• **ENTRIES**
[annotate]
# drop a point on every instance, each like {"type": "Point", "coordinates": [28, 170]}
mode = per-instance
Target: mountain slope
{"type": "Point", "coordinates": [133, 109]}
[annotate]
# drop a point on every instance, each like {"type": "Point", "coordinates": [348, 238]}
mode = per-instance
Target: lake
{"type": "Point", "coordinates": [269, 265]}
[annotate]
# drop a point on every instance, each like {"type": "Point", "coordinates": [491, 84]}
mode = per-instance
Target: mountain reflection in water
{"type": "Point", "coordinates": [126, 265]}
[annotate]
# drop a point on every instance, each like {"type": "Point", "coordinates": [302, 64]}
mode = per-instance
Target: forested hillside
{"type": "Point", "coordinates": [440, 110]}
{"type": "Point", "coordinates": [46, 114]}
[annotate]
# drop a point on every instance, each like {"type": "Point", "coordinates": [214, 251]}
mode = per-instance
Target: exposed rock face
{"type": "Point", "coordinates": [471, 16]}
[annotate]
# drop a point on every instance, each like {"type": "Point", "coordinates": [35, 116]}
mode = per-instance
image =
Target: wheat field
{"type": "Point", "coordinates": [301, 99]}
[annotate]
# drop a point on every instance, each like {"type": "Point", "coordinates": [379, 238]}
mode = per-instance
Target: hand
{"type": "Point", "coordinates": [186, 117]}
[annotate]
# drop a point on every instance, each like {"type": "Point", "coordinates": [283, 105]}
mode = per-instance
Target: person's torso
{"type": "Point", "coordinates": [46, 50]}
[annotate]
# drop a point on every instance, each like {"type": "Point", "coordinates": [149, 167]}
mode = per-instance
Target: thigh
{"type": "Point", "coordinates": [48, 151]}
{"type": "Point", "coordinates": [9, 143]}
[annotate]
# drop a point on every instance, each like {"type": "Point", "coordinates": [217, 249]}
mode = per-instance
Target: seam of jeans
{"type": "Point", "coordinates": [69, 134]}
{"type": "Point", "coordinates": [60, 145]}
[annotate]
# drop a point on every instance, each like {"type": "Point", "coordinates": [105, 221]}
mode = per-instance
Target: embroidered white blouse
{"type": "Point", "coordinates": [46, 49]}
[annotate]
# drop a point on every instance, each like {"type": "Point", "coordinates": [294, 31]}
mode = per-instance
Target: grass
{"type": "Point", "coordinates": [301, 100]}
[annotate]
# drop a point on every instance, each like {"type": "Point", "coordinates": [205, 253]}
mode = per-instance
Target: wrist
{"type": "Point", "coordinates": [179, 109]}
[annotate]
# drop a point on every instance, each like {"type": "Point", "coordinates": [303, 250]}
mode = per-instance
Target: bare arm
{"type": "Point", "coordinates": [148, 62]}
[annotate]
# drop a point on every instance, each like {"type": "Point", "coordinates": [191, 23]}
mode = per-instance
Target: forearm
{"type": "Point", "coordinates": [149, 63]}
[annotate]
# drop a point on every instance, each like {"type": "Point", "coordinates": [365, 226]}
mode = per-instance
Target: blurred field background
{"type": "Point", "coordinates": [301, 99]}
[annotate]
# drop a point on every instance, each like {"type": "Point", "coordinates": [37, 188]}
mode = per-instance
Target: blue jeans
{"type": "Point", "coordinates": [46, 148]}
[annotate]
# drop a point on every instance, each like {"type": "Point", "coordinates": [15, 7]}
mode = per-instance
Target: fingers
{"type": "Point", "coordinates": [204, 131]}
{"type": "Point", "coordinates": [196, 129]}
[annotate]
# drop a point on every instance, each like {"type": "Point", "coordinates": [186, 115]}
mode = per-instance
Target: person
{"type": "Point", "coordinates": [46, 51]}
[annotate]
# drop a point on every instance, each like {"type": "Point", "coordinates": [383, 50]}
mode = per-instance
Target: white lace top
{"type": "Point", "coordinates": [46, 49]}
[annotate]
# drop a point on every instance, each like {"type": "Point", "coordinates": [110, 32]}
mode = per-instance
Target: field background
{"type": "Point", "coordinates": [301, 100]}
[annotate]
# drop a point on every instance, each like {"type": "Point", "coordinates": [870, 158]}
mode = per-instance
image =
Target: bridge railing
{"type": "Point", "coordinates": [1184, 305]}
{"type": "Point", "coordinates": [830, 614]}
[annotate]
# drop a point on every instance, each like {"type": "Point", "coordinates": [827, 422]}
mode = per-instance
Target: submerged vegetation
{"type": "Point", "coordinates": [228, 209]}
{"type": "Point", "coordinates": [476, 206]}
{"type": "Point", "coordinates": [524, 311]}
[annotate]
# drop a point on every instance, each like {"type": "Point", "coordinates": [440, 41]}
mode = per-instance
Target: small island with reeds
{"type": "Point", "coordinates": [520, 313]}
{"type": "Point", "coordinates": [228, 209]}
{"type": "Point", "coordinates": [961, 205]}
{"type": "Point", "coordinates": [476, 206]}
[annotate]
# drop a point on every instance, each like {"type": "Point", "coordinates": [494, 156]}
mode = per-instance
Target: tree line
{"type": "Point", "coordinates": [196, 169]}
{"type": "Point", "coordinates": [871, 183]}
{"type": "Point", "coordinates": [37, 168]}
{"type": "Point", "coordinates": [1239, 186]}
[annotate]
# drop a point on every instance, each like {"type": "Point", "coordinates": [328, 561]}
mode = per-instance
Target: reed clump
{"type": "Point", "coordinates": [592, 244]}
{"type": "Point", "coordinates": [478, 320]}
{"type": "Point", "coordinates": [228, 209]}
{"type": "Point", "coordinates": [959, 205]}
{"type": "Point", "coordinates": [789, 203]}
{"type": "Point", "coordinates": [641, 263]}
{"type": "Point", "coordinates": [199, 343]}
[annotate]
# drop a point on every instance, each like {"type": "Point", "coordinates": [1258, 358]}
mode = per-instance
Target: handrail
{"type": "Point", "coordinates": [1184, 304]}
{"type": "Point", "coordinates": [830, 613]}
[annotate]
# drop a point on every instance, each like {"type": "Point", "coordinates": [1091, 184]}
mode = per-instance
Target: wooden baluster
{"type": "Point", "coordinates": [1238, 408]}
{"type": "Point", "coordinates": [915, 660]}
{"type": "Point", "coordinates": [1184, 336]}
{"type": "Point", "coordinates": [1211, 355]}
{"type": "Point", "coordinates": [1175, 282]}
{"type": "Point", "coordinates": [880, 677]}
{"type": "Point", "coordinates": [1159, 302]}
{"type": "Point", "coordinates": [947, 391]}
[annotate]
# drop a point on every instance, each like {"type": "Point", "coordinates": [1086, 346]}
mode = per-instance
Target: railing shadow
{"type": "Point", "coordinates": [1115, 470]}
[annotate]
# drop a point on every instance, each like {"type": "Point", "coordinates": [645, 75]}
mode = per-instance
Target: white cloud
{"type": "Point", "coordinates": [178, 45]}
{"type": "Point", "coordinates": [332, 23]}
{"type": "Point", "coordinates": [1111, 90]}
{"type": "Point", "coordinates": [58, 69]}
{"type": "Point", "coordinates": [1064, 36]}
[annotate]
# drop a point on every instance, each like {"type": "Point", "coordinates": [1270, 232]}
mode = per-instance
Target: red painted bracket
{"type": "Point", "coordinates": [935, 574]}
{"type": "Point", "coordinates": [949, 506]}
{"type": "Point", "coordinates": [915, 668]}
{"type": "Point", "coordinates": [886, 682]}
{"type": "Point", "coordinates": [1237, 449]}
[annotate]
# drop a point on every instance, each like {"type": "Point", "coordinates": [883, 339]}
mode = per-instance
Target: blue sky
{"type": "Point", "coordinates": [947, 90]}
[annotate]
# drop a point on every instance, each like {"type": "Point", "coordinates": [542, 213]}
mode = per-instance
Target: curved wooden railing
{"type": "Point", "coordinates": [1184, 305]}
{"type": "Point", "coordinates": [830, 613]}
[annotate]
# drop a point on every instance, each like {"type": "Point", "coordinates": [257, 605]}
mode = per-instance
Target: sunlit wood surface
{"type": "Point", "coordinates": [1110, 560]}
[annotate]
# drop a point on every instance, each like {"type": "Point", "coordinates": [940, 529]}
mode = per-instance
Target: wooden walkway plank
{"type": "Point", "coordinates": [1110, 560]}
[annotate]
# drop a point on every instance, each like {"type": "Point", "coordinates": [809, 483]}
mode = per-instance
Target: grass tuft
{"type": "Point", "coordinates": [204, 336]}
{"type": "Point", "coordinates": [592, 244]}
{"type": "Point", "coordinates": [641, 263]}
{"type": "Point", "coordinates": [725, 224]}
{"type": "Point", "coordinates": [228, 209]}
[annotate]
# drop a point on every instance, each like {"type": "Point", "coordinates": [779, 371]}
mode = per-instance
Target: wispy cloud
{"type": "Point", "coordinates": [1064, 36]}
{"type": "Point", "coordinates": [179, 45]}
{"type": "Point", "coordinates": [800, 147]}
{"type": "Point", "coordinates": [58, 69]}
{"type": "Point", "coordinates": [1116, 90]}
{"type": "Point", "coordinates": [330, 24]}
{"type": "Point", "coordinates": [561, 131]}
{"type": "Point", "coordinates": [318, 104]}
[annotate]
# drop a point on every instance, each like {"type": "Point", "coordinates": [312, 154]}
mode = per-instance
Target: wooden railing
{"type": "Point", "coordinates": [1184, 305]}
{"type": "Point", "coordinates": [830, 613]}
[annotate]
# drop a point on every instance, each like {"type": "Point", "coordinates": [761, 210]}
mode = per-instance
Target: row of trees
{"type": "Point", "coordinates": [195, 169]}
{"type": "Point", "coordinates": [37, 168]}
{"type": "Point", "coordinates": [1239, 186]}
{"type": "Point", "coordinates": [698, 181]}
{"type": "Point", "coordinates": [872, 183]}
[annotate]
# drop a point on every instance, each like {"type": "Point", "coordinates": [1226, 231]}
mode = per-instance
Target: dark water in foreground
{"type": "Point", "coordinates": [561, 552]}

• **WRITTEN PROBLEM**
Find every line in the data that contains the word "jeans" and copy each of those lines.

• **CORRECT ANSWER**
Target: seam of jeans
Target: blue jeans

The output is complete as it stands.